### Extract provided
——
Sheikh Mohammed, 69, has published mournful verses about her absence. “We have an ailment that no medicine can cure,” one read. “No experts in herbs can remedy this. I have tried and tried again to meet you but my efforts to approach were in vain.”

David Haigh, a lawyer and former managing director of Leeds United, who was jailed in Dubai and campaigns against its legal system, said: “We have been told from various sources, including family, [that Princess Haya] is in London.”

The couple are both close to the Queen and the British royal family through their horse-racing connections. Princess Haya is the daughter of the late King Hussein of Jordan, the Sandhurst-educated Anglophile who trod a careful balance between the West, the Arab world and Israel for 47 years before his death in 1999. The Prince of Wales attended his funeral.

Her half-brother is King Abdullah II, who is half-British through his mother, Antoinette “Toni” Gardiner, also known as Princess Muna al-Hussein.

Before she married Sheikh Mohammed, Princess Haya studied at Oxford University and represented Jordan in showjumping at the 2000 Olympics in Sydney. She owns racehorses in her own right. Sheikh Mohammed, who is worth an estimated £4 billion, owns Newmarket’s Godolphin Stables, one of the biggest horse-breeding and training operations in the world.

Princess Haya is said to have origin-ally sought asylum in Germany, perhaps to avoid embarrassing Britain, the former imperial power in the Gulf and still one of the closest western allies of the United Arab Emirates. As well as being ruler of Dubai, Sheikh Mohammed serves as prime minister of the federal UAE government.

She is thought to be staying in an £85 million Kensington town house (RICHARD POHLE/THE TIMES)
——
### Data for review
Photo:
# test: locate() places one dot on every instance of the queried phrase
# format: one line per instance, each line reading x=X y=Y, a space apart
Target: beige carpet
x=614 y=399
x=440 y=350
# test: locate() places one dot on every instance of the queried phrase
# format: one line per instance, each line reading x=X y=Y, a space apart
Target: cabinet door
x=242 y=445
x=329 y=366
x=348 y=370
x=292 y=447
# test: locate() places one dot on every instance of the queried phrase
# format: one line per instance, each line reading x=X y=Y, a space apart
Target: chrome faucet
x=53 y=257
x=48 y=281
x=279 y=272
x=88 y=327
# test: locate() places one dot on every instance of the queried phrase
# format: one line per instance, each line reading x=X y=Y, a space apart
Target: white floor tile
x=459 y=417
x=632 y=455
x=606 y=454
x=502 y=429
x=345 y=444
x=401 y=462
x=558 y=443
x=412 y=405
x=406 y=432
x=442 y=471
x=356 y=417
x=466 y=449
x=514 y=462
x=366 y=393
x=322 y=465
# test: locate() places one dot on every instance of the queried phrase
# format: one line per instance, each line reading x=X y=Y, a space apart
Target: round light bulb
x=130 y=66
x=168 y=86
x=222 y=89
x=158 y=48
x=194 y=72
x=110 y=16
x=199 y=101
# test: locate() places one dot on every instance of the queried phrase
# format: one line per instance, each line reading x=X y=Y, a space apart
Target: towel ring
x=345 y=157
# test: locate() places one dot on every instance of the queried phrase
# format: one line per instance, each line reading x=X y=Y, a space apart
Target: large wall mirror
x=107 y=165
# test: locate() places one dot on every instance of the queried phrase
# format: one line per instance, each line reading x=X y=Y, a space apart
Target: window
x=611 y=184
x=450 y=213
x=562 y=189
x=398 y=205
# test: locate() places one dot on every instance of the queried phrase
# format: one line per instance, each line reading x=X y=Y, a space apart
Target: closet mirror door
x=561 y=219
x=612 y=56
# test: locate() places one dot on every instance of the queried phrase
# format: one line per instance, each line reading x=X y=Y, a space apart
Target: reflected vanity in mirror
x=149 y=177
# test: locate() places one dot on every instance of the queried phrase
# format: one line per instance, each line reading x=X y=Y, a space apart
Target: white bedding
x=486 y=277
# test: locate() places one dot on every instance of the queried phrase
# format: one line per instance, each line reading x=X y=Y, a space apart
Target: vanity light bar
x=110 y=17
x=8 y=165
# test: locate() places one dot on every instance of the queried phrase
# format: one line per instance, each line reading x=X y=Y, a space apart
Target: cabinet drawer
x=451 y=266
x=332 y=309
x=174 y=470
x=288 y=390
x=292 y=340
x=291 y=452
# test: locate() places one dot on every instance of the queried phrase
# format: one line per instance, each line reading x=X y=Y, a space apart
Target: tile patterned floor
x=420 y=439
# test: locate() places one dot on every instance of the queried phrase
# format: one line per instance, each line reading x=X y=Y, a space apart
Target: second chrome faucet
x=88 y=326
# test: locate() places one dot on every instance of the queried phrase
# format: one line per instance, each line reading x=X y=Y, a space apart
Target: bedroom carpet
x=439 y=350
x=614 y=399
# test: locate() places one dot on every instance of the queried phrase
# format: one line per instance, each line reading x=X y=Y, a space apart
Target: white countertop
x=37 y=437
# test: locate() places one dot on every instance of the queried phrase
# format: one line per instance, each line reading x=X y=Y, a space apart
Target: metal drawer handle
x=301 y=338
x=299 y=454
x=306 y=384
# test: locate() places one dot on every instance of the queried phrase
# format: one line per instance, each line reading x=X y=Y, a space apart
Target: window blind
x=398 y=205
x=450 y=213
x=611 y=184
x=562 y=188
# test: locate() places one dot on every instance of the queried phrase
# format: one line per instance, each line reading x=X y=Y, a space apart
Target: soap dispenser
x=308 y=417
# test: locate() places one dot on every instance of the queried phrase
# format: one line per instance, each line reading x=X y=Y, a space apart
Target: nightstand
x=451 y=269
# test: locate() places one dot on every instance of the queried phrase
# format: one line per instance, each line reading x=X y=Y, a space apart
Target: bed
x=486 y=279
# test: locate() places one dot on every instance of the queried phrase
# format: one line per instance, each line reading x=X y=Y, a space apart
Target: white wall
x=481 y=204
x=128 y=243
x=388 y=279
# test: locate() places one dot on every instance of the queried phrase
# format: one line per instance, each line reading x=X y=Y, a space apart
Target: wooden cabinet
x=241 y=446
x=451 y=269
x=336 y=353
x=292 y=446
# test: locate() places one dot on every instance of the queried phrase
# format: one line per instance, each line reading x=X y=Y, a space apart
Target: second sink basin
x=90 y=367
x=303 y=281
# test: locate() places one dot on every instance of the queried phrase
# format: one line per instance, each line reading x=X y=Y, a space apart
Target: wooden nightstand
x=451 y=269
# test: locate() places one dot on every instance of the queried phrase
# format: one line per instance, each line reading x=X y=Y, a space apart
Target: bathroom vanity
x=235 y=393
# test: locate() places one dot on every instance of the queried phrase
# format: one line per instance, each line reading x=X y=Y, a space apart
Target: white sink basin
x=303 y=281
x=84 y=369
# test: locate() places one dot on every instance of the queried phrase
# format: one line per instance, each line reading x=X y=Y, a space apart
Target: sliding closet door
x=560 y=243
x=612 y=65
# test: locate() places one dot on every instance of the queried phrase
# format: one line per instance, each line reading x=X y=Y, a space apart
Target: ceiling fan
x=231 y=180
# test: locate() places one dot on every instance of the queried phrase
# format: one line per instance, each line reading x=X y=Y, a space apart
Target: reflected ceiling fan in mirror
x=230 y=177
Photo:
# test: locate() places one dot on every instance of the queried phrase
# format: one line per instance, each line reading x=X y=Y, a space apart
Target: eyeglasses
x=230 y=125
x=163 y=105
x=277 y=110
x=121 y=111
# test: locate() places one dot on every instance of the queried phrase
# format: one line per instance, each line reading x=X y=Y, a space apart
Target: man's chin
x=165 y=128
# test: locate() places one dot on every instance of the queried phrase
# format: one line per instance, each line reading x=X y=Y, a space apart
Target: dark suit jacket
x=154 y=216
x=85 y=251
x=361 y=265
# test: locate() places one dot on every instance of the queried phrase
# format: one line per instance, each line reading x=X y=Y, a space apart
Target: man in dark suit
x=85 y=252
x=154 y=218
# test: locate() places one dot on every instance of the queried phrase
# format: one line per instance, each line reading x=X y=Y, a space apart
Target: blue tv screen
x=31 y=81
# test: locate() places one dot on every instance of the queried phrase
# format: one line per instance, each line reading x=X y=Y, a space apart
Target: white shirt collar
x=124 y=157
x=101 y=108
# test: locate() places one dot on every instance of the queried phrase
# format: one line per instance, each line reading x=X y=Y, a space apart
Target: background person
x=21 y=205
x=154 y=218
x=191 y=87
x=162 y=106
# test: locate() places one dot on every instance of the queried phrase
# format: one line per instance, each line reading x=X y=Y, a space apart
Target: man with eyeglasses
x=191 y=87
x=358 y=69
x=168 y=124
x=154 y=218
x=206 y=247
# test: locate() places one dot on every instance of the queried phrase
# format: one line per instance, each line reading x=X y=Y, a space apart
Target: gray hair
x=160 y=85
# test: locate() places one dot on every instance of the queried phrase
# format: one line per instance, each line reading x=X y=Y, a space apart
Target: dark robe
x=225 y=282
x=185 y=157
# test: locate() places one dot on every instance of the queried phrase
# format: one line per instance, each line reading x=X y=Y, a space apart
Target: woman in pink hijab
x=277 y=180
——
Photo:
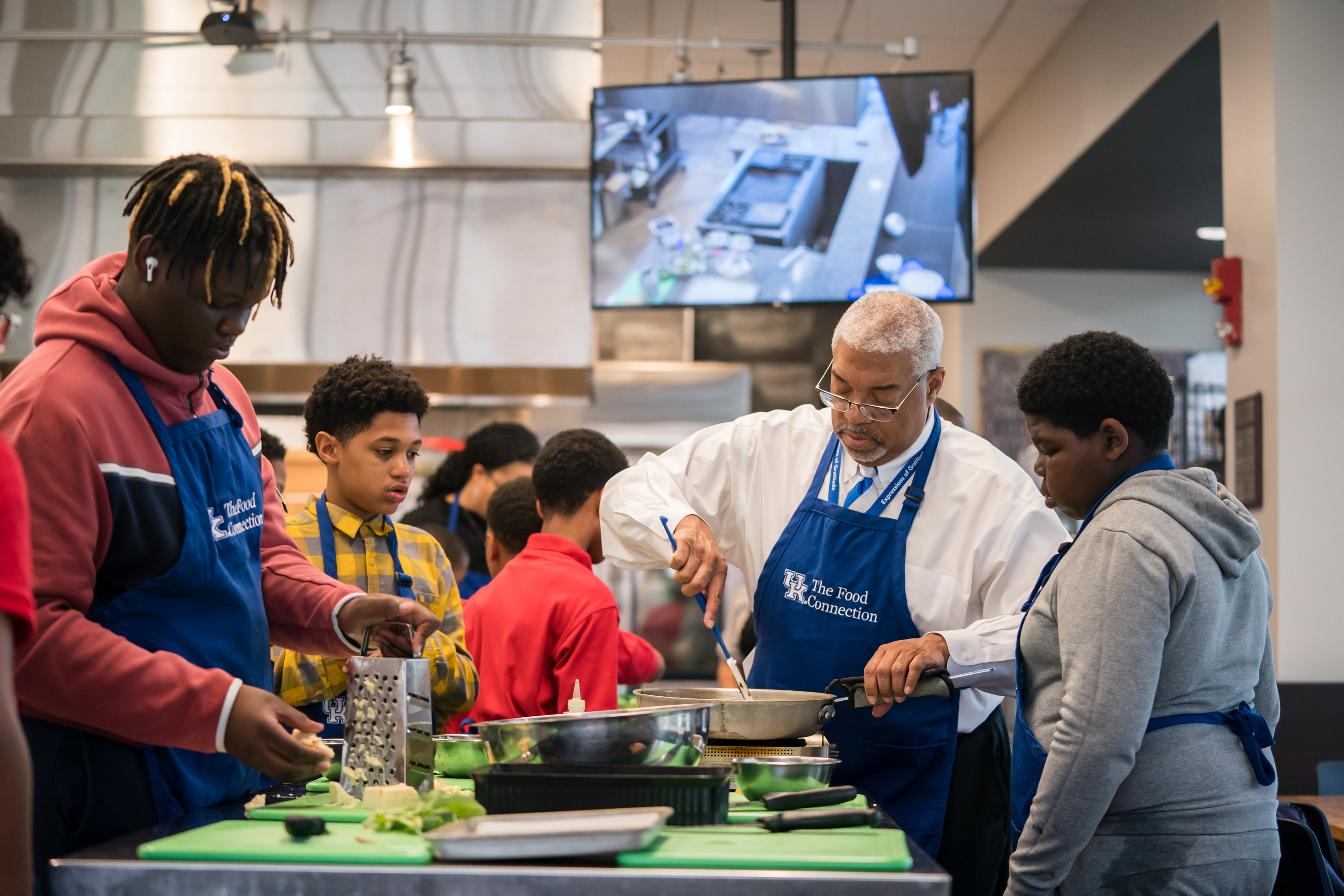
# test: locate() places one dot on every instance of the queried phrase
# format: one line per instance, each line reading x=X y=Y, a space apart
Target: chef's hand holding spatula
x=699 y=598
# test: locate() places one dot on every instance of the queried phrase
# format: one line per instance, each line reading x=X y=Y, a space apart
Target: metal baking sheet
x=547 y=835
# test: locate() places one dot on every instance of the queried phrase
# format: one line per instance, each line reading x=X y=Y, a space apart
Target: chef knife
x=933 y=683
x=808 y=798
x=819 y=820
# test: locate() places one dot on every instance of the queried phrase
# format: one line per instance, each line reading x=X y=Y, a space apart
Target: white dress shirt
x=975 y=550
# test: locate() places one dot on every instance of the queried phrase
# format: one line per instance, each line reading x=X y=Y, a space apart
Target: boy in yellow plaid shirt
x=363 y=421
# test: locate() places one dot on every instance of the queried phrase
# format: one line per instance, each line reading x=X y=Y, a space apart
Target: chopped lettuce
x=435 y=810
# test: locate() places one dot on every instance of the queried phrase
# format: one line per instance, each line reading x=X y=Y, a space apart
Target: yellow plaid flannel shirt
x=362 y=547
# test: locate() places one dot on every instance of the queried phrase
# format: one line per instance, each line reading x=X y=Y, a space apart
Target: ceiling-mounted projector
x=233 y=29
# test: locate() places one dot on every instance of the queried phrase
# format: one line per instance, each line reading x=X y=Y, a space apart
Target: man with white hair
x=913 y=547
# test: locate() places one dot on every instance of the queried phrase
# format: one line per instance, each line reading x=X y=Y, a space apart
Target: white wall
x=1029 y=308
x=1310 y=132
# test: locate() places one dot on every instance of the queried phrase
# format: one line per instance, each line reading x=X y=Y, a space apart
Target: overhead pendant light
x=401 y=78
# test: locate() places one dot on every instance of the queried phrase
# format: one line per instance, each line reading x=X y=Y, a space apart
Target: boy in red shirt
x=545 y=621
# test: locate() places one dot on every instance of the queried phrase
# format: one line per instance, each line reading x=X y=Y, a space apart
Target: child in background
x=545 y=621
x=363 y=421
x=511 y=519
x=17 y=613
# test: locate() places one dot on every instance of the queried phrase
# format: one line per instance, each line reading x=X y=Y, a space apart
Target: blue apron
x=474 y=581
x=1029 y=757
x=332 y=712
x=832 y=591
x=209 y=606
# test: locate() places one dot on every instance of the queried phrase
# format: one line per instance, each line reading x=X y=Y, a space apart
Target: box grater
——
Copy out the news report about Princess Haya word for word, from beginning to end.

Sheikh Mohammed, 69, has published mournful verses about her absence. “We have an ailment that no medicine can cure,” one read. “No experts in herbs can remedy this. I have tried and tried again to meet you but my efforts to approach were in vain.”

David Haigh, a lawyer and former managing director of Leeds United, who was jailed in Dubai and campaigns against its legal system, said: “We have been told from various sources, including family, [that Princess Haya] is in London.”

The couple are both close to the Queen and the British royal family through their horse-racing connections. Princess Haya is the daughter of the late King Hussein of Jordan, the Sandhurst-educated Anglophile who trod a careful balance between the West, the Arab world and Israel for 47 years before his death in 1999. The Prince of Wales attended his funeral.

Her half-brother is King Abdullah II, who is half-British through his mother, Antoinette “Toni” Gardiner, also known as Princess Muna al-Hussein.

Before she married Sheikh Mohammed, Princess Haya studied at Oxford University and represented Jordan in showjumping at the 2000 Olympics in Sydney. She owns racehorses in her own right. Sheikh Mohammed, who is worth an estimated £4 billion, owns Newmarket’s Godolphin Stables, one of the biggest horse-breeding and training operations in the world.

Princess Haya is said to have origin-ally sought asylum in Germany, perhaps to avoid embarrassing Britain, the former imperial power in the Gulf and still one of the closest western allies of the United Arab Emirates. As well as being ruler of Dubai, Sheikh Mohammed serves as prime minister of the federal UAE government.

She is thought to be staying in an £85 million Kensington town house (RICHARD POHLE/THE TIMES)